• Tugas Anda: Tolong ringkas teks tentang pendamping hidup bagi akhwat di bawah ini dalam dua kalimat.

• Teks Halaman:
Mereka mengikuti pembinaan Islam yang

berkesinambungan, dan berusaha mengaplikasikannya

dalam seluruh aspek kehidupan. Diharapkan orang-orang

yang mendampingi mereka adalah orang-orang yang

memiliki pemahaman Islam yang baik, berakhlak mulia,

dan mampu menjalankan peran sebagai qowam (pemimpin)

bagi istri dan anak-anaknya. Dengan tujuan agar

keshalihan sang akhwat dapat tetap terjaga dan

terpelihara bahkan berkembang dan meningkat seiring

dengan perannya sebagai istri, ibu, dan anggota dari

masyarakat.



Bila sang akhwat mendapatkan pendamping yang jauh di

bawah standar, misalnya tidak mengikuti sistem

pembinaan Islam yang terpadu (pemahaman Islamnya

kurang mendalam), perilaku dan akhlaknya kurang

terjaga, dikhawatirkan perkembangan sang akhwat selama

ini dalam membina dirinya jadi kurang optimal, karena

kurang didukung oleh pendamping yang mampu mengayomi

dan membina dirinya. Bahkan memiliki peluang untuk

menurunnya kualitas keimanan dan akhlak. Karena

bagaimanapun sedikit banyak peran pendamping hidup

memiliki pengaruh yang besar bagi diri kita.



Itulah sebabnya mengapa seorang wanita aktivis Islam

dianjurkan menikah dengan lelaki aktivis Islam juga,

dengan tujuan agar penerapan nilai-nilai Islamnya jadi

lebih integral lagi, dan dalam memecahkan segala

permasalah keluarga dan anak selanjutnya akan lebih

mudah karena didasari oleh visi dan nilai-nilai yang

dipahami bersama.



Namun demikan, tentunya tidak menutup kemungkinan

untuk seorang yang bukan aktivis untuk menyunting

seorang akhwat, asalkan si akhwat bersedia dan si

priapun harus terbuka terhadap nilai-nilai Keislaman

dan mau belajar untuk mendalaminya dengan lebih serius

lagi.

• Daftar Data:
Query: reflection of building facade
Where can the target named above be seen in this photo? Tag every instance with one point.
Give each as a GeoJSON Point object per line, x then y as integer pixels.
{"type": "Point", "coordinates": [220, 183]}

...

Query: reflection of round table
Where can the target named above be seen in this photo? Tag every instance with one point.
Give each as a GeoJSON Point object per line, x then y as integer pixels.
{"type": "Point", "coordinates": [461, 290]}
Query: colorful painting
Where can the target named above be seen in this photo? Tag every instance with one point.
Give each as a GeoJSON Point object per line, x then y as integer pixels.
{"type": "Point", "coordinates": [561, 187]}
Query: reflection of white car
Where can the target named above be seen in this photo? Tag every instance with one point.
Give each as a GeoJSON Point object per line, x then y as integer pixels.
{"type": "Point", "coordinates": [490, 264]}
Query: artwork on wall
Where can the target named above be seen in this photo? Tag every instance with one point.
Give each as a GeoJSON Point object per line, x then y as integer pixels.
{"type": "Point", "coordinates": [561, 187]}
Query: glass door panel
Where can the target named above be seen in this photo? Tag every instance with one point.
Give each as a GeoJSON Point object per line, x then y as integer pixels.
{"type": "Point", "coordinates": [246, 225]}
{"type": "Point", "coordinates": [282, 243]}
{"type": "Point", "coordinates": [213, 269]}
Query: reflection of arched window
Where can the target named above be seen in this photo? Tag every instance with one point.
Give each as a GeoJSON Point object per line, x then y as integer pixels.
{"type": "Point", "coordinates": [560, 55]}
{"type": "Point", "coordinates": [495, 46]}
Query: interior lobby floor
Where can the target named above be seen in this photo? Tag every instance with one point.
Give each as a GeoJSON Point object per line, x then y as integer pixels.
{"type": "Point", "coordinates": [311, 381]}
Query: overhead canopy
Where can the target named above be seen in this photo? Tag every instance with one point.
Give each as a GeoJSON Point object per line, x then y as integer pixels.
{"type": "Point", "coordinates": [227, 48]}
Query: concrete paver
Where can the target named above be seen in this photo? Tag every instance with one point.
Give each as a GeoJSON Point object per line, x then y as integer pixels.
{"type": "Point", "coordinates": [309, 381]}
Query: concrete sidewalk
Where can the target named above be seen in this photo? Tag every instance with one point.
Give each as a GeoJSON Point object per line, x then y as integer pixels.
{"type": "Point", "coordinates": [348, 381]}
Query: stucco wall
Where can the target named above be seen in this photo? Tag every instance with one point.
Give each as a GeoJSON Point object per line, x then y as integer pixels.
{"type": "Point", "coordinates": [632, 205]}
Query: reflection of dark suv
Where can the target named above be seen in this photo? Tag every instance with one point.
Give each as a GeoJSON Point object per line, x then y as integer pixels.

---

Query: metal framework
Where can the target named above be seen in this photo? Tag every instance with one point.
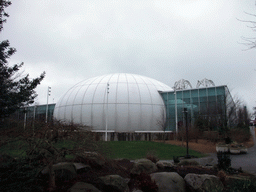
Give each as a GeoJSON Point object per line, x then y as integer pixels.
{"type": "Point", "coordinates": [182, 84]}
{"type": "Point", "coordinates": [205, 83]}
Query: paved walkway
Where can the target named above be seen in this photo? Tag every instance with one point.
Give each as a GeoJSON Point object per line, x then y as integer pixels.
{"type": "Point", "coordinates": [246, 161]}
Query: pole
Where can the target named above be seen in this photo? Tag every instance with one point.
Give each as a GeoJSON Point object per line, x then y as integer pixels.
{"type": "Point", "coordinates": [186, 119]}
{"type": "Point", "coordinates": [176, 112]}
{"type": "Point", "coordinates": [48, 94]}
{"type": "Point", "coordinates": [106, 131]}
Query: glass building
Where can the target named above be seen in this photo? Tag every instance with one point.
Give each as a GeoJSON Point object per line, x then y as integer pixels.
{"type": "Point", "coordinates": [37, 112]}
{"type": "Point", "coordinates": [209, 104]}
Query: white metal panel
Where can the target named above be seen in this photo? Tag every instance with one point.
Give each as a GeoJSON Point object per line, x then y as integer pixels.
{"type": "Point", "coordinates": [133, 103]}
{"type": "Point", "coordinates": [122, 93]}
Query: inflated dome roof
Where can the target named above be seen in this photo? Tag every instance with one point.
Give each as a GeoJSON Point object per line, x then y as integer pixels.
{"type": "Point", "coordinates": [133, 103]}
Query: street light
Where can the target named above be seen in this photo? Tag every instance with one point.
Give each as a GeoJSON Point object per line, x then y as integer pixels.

• Penyelesaian Soal: Akhwat yang mengikuti pembinaan Islam diharapkan didampingi lelaki yang berpemahaman Islam baik, berakhlak mulia, dan mampu menjadi qowam, karena pendamping yang jauh di bawah standar dikhawatirkan membuat perkembangan dirinya kurang optimal, bahkan dapat menurunkan kualitas iman dan akhlaknya. Karena itu wanita aktivis Islam dianjurkan menikah dengan lelaki aktivis Islam agar penerapan nilai-nilai Islam lebih integral dan masalah keluarga lebih mudah dipecahkan, meski lelaki yang bukan aktivis tetap mungkin menyuntingnya asalkan sang akhwat bersedia dan lelaki itu terbuka serta mau mendalami nilai-nilai Islam.